Now the end of the pandemic is near in the United States and friends will ask me to meet in crowded, loud buildings again. People are getting vaccinated, businesses are reopening, and classes are resuming. I know how many people have been depressed beyond measure after living inside for a year. I’m glad life is resuming, but I’m also painfully aware that I’m about to start disappointing people again. For the past year, I didn’t have to. There were no happy hours to flake on at the last minute because I wasn’t feeling good. There were no plans to cancel the morning of because my migraine woke up with me. It’s time to dust off my old catchphrases: no, I can’t go. No, I don’t feel good today. No, it’s too loud there. No, no, no.
The world is ready to move on. But for millions of other disabled and chronically ill people, there is no moving forward.

Exercise aim
Quote verbatim the section of the passage above on the end of the pandemic, starting at "Now the end" and ending at "no moving forward.".

Items listed in a dataset

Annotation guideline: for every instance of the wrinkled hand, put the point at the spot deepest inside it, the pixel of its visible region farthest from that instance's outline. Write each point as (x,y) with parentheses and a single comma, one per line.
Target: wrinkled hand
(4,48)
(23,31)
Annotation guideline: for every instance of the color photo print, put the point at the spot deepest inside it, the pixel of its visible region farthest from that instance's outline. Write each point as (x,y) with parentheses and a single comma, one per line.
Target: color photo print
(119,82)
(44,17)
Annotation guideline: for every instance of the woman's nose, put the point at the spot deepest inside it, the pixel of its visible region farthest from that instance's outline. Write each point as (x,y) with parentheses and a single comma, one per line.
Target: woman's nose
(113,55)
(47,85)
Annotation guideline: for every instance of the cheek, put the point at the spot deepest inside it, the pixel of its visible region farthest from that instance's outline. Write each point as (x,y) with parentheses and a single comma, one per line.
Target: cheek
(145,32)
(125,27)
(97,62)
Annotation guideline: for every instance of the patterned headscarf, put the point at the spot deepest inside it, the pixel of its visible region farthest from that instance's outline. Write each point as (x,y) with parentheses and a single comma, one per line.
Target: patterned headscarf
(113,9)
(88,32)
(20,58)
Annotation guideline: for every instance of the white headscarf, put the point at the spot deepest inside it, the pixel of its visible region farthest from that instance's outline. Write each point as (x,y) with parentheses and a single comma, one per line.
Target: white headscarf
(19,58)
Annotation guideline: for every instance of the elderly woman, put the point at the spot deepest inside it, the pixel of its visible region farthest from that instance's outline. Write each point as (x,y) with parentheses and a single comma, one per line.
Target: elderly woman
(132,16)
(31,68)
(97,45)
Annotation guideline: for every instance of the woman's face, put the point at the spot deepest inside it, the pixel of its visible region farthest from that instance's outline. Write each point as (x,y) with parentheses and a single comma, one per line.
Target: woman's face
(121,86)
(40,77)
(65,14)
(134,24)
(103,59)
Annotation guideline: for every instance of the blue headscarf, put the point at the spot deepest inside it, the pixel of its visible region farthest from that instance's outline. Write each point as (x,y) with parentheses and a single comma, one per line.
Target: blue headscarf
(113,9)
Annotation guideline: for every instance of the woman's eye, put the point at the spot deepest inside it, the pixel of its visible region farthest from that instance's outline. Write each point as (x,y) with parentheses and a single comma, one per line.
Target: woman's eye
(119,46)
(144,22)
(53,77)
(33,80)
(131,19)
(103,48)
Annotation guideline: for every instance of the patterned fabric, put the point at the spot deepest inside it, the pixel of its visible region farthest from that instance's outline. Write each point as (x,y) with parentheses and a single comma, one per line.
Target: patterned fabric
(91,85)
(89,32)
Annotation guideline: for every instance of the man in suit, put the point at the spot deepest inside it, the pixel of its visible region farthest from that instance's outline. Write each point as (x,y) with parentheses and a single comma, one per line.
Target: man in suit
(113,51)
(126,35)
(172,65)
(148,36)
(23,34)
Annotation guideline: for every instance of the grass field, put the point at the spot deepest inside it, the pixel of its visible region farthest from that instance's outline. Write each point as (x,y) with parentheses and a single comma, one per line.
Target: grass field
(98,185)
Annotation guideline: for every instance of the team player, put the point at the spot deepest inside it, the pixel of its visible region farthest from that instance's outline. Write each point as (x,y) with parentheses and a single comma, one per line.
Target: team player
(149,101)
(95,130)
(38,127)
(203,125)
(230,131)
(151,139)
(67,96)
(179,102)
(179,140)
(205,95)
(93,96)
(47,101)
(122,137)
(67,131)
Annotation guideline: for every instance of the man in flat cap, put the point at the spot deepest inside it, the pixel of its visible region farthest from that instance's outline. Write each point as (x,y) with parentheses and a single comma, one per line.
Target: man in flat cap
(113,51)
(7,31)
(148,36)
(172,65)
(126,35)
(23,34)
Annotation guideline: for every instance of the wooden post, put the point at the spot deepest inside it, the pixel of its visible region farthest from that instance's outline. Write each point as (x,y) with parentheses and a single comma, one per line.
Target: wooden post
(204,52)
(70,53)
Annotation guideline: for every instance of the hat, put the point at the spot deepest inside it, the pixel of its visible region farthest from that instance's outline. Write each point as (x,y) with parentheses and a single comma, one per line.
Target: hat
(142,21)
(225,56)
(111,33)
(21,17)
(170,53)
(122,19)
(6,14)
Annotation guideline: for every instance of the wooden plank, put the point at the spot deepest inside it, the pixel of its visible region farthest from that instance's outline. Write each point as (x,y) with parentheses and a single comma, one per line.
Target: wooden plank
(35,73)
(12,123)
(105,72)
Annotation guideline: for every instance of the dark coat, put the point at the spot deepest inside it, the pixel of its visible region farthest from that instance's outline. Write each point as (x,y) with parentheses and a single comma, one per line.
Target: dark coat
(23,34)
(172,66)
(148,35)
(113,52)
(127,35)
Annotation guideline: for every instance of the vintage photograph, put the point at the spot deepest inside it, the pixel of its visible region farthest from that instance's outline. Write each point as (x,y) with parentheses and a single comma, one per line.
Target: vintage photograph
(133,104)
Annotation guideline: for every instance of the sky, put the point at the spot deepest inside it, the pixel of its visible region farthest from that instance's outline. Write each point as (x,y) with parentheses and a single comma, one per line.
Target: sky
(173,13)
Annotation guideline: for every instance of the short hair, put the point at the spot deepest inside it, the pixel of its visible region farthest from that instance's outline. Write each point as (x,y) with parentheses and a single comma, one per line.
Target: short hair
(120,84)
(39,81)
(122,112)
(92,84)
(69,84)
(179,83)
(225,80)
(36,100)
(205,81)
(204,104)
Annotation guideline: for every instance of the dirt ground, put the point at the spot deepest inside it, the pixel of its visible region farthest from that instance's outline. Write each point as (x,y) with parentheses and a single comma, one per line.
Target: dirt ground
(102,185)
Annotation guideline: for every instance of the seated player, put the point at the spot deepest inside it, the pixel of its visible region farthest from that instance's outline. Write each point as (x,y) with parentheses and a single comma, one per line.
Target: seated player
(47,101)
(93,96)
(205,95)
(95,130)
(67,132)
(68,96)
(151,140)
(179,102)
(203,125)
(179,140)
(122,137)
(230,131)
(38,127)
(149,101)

Task answer
Now the end of the pandemic is near in the United States and friends will ask me to meet in crowded, loud buildings again. People are getting vaccinated, businesses are reopening, and classes are resuming. I know how many people have been depressed beyond measure after living inside for a year. I’m glad life is resuming, but I’m also painfully aware that I’m about to start disappointing people again. For the past year, I didn’t have to. There were no happy hours to flake on at the last minute because I wasn’t feeling good. There were no plans to cancel the morning of because my migraine woke up with me. It’s time to dust off my old catchphrases: no, I can’t go. No, I don’t feel good today. No, it’s too loud there. No, no, no.
The world is ready to move on. But for millions of other disabled and chronically ill people, there is no moving forward.